:: RECORDS SUPPLIED ::
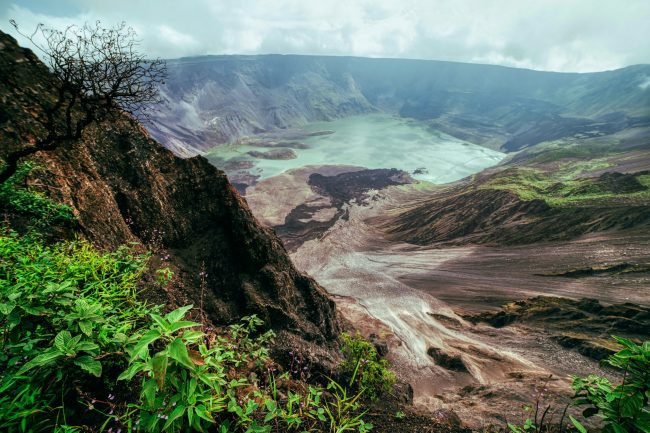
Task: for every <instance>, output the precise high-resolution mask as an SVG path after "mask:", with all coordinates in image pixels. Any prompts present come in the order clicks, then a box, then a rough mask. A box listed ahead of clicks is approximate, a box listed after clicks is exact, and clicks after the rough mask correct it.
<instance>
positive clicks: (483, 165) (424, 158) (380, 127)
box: [210, 114, 505, 183]
mask: <svg viewBox="0 0 650 433" xmlns="http://www.w3.org/2000/svg"><path fill="white" fill-rule="evenodd" d="M303 129H305V130H307V131H322V130H332V131H334V133H333V134H328V135H320V136H313V137H307V138H303V139H301V140H299V141H300V142H303V143H306V144H308V145H309V146H310V148H309V149H294V152H295V153H296V155H297V158H295V159H290V160H265V159H255V158H251V157H249V156H248V155H246V152H248V151H250V150H258V151H266V150H269V149H264V148H259V147H253V146H249V145H227V146H222V147H219V148H217V149H214V150H213V151H211V152H210V156H216V157H219V158H223V159H226V160H227V159H230V158H237V159H247V160H251V161H254V162H255V164H256V165H255V167H253V168H252V169H250V170H248V171H249V172H250V173H251V174H256V175H260V176H261V178H262V179H264V178H268V177H271V176H276V175H278V174H280V173H282V172H284V171H285V170H288V169H291V168H298V167H303V166H305V165H338V164H346V165H358V166H362V167H367V168H397V169H401V170H404V171H407V172H409V173H413V171H414V170H416V169H419V168H423V169H425V170H426V171H425V172H424V173H422V174H417V175H413V174H412V176H413V177H415V178H416V179H420V180H426V181H429V182H433V183H446V182H452V181H455V180H458V179H461V178H463V177H466V176H469V175H471V174H473V173H476V172H478V171H481V170H482V169H484V168H487V167H490V166H493V165H495V164H497V163H499V162H500V161H501V160H502V159H503V158H504V156H505V154H503V153H501V152H497V151H495V150H491V149H487V148H485V147H481V146H477V145H475V144H471V143H467V142H464V141H462V140H459V139H457V138H454V137H451V136H448V135H445V134H443V133H441V132H438V131H432V130H431V129H430V128H428V127H427V125H426V124H424V123H423V122H419V121H416V120H411V119H403V118H400V117H397V116H391V115H388V114H371V115H364V116H353V117H347V118H344V119H338V120H334V121H331V122H316V123H311V124H308V125H306V126H304V127H303ZM217 165H218V164H217Z"/></svg>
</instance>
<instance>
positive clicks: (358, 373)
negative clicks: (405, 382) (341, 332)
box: [340, 333, 397, 400]
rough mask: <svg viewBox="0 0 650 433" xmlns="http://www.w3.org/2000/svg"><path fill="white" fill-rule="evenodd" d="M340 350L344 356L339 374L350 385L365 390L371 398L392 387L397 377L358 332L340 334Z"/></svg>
mask: <svg viewBox="0 0 650 433" xmlns="http://www.w3.org/2000/svg"><path fill="white" fill-rule="evenodd" d="M341 351H342V352H343V356H344V358H345V360H344V361H343V362H342V363H341V366H340V370H341V375H342V377H343V379H344V380H346V381H347V382H348V384H349V385H350V386H353V387H355V389H357V390H361V391H365V394H366V396H367V397H368V398H370V399H371V400H376V399H378V398H379V397H380V396H381V395H382V394H385V393H387V392H389V391H390V390H391V389H392V387H393V385H394V384H395V381H396V380H397V379H396V377H395V374H394V373H393V372H392V371H390V370H389V365H388V361H386V360H385V359H380V357H379V354H378V353H377V349H375V347H374V346H373V345H372V344H371V343H370V342H368V341H367V340H365V339H363V337H361V335H360V334H359V333H357V334H355V335H350V334H347V333H343V334H341Z"/></svg>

:: PROBLEM DESCRIPTION ::
Rewrite all of the lines above, changing every "positive clicks" to "foreground clicks" and keeping everything else the same. Leave out the pictures.

:: RESULT OF THE EXERCISE ::
Task: for every <instance>, output the precise high-resolution mask as an SVG path after "mask:", with all coordinates in image pixels. Any prompts present come in the order clicks, then a box, then a rough mask. A box listed ahead of clicks is approximate, a box listed after clicks is exact, and clicks after the rough mask correct it.
<instance>
foreground clicks: (483, 165) (424, 158) (380, 127)
box: [210, 114, 505, 183]
mask: <svg viewBox="0 0 650 433" xmlns="http://www.w3.org/2000/svg"><path fill="white" fill-rule="evenodd" d="M303 129H305V130H307V131H322V130H332V131H334V133H333V134H328V135H320V136H313V137H307V138H303V139H301V140H299V141H300V142H303V143H306V144H308V145H309V146H310V148H309V149H294V152H295V153H296V155H297V158H295V159H290V160H265V159H255V158H251V157H249V156H248V155H246V152H248V151H250V150H258V151H266V150H269V149H264V148H259V147H253V146H249V145H227V146H222V147H219V148H217V149H214V150H213V151H211V152H210V156H216V157H219V158H223V159H226V160H227V159H230V158H237V159H247V160H251V161H254V162H255V164H256V165H255V167H253V168H252V169H250V170H248V171H249V172H250V173H251V174H256V175H260V176H261V178H262V179H264V178H268V177H271V176H276V175H278V174H280V173H282V172H284V171H285V170H288V169H291V168H298V167H303V166H305V165H338V164H346V165H358V166H362V167H367V168H397V169H401V170H404V171H407V172H409V173H413V171H414V170H416V169H419V168H423V169H425V170H426V171H425V172H424V173H422V174H417V175H413V174H412V176H413V177H415V178H416V179H420V180H426V181H429V182H433V183H446V182H452V181H455V180H458V179H461V178H463V177H466V176H469V175H471V174H473V173H476V172H478V171H481V170H482V169H484V168H487V167H490V166H493V165H495V164H497V163H499V162H500V161H501V160H502V159H503V158H504V156H505V154H503V153H501V152H497V151H495V150H491V149H487V148H485V147H481V146H477V145H475V144H471V143H467V142H464V141H462V140H459V139H457V138H454V137H451V136H448V135H445V134H443V133H441V132H438V131H432V130H431V129H430V128H428V127H427V125H426V124H424V123H423V122H419V121H416V120H411V119H403V118H400V117H397V116H391V115H388V114H371V115H364V116H353V117H347V118H344V119H338V120H334V121H331V122H316V123H311V124H308V125H306V126H304V127H303ZM217 165H218V164H217Z"/></svg>
</instance>
<instance>
foreground clicks: (358, 373)
negative clicks: (405, 382) (341, 332)
box: [340, 333, 397, 400]
rough mask: <svg viewBox="0 0 650 433" xmlns="http://www.w3.org/2000/svg"><path fill="white" fill-rule="evenodd" d="M340 350L344 356L339 374L350 385L365 390L371 398L392 387L397 377L358 332L340 334Z"/></svg>
mask: <svg viewBox="0 0 650 433" xmlns="http://www.w3.org/2000/svg"><path fill="white" fill-rule="evenodd" d="M341 351H342V352H343V356H344V358H345V360H344V361H343V362H342V363H341V366H340V370H341V375H342V377H343V379H344V380H346V381H347V382H348V384H349V385H350V386H353V387H355V389H357V390H361V391H365V394H366V396H367V397H368V398H370V399H371V400H376V399H378V398H379V397H380V396H381V395H382V394H385V393H387V392H389V391H390V390H391V389H392V387H393V385H394V384H395V381H396V380H397V379H396V377H395V374H394V373H393V372H392V371H390V370H389V365H388V361H386V360H385V359H380V357H379V354H378V353H377V349H375V347H374V346H373V345H372V344H371V343H370V342H368V341H367V340H365V339H363V337H361V335H360V334H359V333H357V334H355V335H350V334H347V333H343V334H341Z"/></svg>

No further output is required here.